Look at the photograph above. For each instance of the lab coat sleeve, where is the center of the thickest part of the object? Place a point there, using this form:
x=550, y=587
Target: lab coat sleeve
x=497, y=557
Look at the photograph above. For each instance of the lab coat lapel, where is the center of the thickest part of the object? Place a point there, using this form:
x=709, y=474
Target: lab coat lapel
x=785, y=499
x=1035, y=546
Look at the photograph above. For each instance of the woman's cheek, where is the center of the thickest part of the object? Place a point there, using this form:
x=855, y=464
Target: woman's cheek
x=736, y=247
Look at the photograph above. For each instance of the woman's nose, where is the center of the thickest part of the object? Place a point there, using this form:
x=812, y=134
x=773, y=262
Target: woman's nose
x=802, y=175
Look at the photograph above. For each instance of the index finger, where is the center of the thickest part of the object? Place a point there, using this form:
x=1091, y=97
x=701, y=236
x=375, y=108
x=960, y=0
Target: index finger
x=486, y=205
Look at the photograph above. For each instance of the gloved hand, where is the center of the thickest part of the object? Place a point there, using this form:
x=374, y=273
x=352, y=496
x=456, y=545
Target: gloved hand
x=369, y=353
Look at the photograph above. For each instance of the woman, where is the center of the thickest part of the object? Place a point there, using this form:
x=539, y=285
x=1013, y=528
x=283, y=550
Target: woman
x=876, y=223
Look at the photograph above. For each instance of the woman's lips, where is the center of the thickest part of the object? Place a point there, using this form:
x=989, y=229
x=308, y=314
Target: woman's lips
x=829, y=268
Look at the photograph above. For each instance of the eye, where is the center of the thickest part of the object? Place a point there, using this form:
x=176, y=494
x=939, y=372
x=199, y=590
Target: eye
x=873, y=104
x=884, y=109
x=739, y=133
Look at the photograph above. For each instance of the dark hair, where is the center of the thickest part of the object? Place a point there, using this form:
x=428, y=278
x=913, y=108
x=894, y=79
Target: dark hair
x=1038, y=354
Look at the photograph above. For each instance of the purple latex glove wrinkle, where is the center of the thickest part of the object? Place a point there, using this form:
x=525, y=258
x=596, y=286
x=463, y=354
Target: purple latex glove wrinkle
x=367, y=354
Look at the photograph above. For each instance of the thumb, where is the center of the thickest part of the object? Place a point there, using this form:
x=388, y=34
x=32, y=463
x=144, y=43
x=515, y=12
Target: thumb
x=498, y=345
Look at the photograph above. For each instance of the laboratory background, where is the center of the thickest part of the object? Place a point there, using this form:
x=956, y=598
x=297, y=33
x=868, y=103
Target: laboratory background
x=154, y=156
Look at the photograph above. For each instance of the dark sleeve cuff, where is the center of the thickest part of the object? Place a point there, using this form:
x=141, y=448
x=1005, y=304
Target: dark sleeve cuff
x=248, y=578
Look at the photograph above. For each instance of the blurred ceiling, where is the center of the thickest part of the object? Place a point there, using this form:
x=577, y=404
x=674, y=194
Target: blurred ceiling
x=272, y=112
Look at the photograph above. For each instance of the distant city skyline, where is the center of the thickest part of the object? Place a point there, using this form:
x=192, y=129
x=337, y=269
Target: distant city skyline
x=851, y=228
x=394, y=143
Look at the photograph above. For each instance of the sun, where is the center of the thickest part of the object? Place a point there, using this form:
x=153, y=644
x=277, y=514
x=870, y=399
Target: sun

▬▬▬

* EXERCISE DESCRIPTION
Update all of the entries above by replacing "thickest part" with "widest part" wherever it occurs, and leave the rest of the text unchanged.

* RESULT FOR THIS EXERCISE
Look at the photograph above. For each instance of the lab coat sleeve, where is the center of the widest part of the object? Place a point there, using this form:
x=550, y=587
Target: lab coat sleeve
x=497, y=557
Look at the photograph above. For each instance of the lab coat lapel, where is the center of the widest part of the object? Place a point there, using this form:
x=709, y=474
Target: lab coat lapel
x=785, y=499
x=1035, y=546
Look at the photograph above. For each instance of the woman's cheek, where is the center of the widest part of the object? Place a point there, using this form:
x=855, y=464
Target: woman's cheek
x=736, y=247
Look at the photograph above. For each instance of the woman's nose, where is the center of the widest part of the object? Place a point there, using this form:
x=812, y=134
x=773, y=262
Target: woman's nose
x=802, y=175
Look at the photograph above. For each instance of the index finger, where is the center of the widest part of the object? Place a point there, using this form:
x=1091, y=97
x=701, y=236
x=375, y=108
x=960, y=0
Target: index finger
x=486, y=205
Look at the photograph above. For each instance of the gloved hand, where is the center of the widest part of the object? Place a point there, using this form:
x=374, y=273
x=352, y=496
x=456, y=545
Target: gloved hand
x=369, y=353
Look at the photograph above. For each instance of the woman, where is the center of the widest part of the object? Place a point there, using this form:
x=539, y=285
x=1013, y=528
x=283, y=550
Target: woman
x=876, y=223
Look at the photograph above. For each instance of the woman's lips, where is the center of the widest part of the object? Place a point there, using this form:
x=989, y=229
x=308, y=314
Target: woman's lips
x=829, y=268
Look at the photograph above. For each instance of the eye, where is the center of the widest part of the object? Place a point there, using this form:
x=176, y=494
x=939, y=372
x=199, y=590
Target: eye
x=873, y=104
x=884, y=109
x=739, y=133
Look at the photograph above. For each instance of the dark hair, where is the center of the widest part of the object? Place a point there, using this form:
x=428, y=278
x=913, y=108
x=894, y=79
Target: dark hair
x=1038, y=354
Look at the photograph above. For each instance of the purple latex glove wrinkle, where is the center of the widest part of the object? Place a point there, using this form:
x=525, y=258
x=596, y=286
x=463, y=354
Target: purple latex glove wrinkle
x=367, y=354
Look at the photograph above. For each instance of the thumb, where is the center of the widest part of the object? Place a point there, using this form:
x=388, y=34
x=32, y=463
x=144, y=43
x=515, y=12
Target: thumb
x=498, y=345
Look at the photograph above. For each instance of the laboratory background, where is the center of the widest part of the object? Place a point there, using this form:
x=956, y=598
x=297, y=33
x=868, y=103
Target: laboratory background
x=154, y=156
Look at the photograph above. For each instance of the dark sleeve cuff, where is the center of the widest part of the object? Place a point there, using this form:
x=141, y=448
x=1005, y=304
Target: dark sleeve cuff
x=248, y=578
Look at the photograph above. For each instance of the blurred ceiling, where is the center of the widest part of the object? Place a point there, using this form:
x=577, y=404
x=674, y=194
Target: blurred ceiling
x=272, y=112
Look at the photograph above. For each instance of the distant city skyline, where is the center of the widest part of the object? Place a point there, using this form:
x=192, y=129
x=337, y=269
Target: distant city skyline
x=851, y=228
x=394, y=143
Look at the photograph above. For each instance of the sun, where is the center of the widest part of the object? Place a point there, using this form:
x=153, y=644
x=277, y=514
x=870, y=399
Target: sun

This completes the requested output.